WHAT IS EXPECTED:
Please tally how many lines in the listing below contain the word "provide", and reply with that number alone.

GIVEN DATA:
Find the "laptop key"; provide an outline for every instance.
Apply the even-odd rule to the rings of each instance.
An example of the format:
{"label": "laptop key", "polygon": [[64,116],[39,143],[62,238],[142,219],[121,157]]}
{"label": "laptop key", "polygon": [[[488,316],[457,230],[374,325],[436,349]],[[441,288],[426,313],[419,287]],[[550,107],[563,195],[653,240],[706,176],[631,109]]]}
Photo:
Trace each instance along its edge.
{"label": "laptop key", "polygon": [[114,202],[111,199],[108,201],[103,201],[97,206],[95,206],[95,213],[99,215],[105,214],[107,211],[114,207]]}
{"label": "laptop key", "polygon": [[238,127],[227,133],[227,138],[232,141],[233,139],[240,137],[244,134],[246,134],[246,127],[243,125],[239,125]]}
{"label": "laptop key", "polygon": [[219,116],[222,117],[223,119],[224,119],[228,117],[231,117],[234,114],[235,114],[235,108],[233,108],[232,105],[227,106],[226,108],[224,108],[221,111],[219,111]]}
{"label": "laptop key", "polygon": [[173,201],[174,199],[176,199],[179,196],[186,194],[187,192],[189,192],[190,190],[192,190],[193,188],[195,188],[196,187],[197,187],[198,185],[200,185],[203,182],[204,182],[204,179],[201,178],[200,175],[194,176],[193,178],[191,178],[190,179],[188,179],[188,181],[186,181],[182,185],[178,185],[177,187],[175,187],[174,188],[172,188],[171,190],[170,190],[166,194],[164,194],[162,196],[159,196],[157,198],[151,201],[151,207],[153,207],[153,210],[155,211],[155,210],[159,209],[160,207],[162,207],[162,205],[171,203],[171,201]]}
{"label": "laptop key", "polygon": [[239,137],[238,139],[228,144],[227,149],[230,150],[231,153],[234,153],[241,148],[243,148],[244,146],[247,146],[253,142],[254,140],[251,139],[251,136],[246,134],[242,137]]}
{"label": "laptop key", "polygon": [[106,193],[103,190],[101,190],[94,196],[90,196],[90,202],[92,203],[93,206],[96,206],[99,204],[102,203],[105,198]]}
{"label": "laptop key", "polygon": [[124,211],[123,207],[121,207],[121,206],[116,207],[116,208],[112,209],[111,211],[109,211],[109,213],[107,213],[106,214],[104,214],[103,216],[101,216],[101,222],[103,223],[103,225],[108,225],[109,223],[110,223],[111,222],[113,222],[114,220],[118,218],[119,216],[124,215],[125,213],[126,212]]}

* * *

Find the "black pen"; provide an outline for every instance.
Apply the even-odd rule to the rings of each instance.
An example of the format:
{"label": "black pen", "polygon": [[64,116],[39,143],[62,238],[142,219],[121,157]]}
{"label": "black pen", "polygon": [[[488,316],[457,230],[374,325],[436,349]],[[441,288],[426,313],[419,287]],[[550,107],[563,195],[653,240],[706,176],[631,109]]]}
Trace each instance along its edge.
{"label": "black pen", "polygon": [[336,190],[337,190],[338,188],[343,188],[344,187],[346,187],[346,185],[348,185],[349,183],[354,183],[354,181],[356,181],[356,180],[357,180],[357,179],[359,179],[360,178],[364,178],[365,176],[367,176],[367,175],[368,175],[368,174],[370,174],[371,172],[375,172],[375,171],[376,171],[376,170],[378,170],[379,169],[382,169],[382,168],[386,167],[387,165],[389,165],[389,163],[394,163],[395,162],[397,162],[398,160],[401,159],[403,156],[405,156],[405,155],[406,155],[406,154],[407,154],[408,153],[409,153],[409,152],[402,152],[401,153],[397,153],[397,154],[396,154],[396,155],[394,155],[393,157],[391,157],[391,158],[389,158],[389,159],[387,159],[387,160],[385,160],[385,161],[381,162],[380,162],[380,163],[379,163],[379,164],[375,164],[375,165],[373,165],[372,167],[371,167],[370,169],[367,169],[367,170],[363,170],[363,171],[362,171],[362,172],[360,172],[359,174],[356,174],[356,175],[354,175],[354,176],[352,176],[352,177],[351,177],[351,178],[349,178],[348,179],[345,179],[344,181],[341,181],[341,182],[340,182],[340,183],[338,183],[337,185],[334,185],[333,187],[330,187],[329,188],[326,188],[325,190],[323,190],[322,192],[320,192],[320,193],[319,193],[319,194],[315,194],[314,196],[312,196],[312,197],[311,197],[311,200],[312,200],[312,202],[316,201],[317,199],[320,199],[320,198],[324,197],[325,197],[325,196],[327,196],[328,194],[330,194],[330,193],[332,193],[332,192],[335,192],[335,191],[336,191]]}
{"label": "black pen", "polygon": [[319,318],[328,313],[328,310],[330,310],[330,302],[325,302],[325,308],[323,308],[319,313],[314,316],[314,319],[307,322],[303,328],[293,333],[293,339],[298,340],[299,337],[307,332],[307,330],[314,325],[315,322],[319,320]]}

---

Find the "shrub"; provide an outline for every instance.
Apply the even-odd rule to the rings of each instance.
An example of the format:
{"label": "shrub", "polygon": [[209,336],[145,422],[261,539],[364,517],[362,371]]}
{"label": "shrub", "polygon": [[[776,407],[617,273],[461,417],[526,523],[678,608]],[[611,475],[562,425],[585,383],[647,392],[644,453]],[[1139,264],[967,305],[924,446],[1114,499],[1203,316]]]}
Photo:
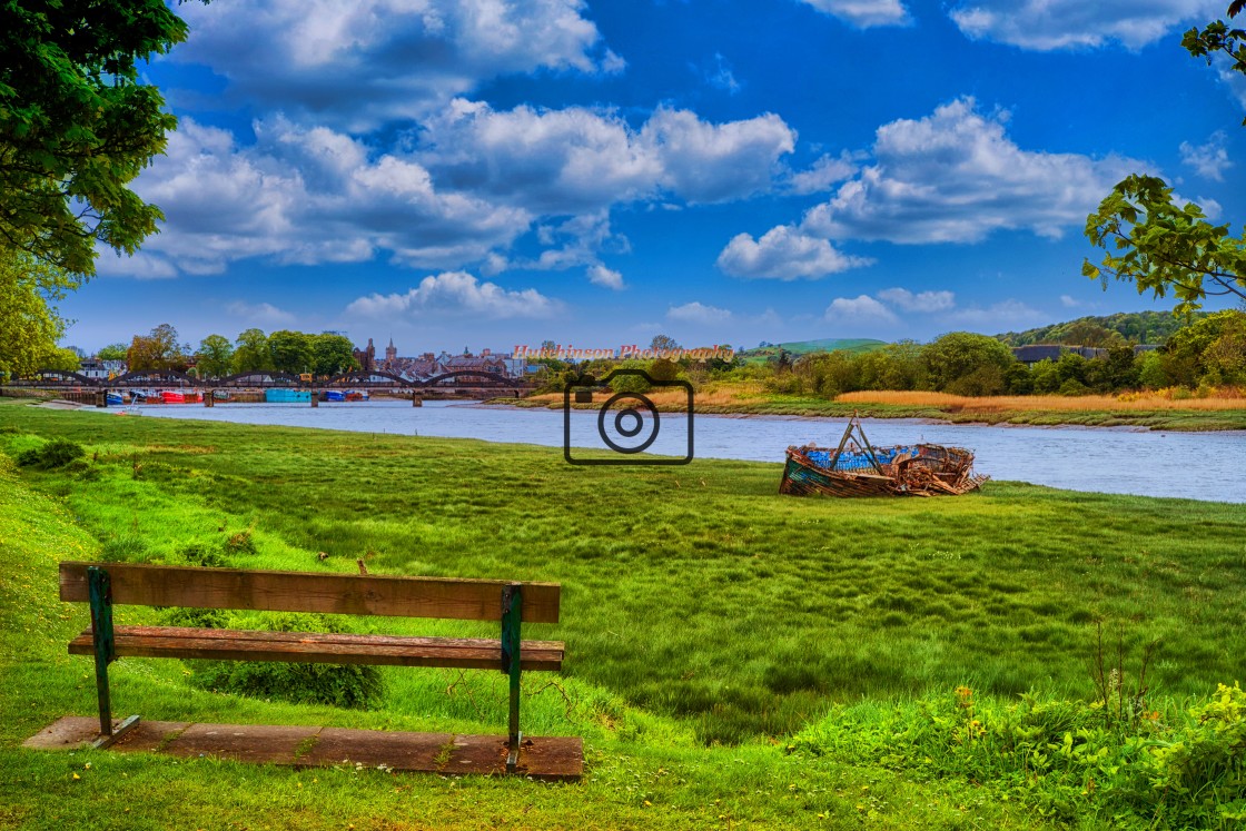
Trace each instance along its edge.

THE OUTPUT:
3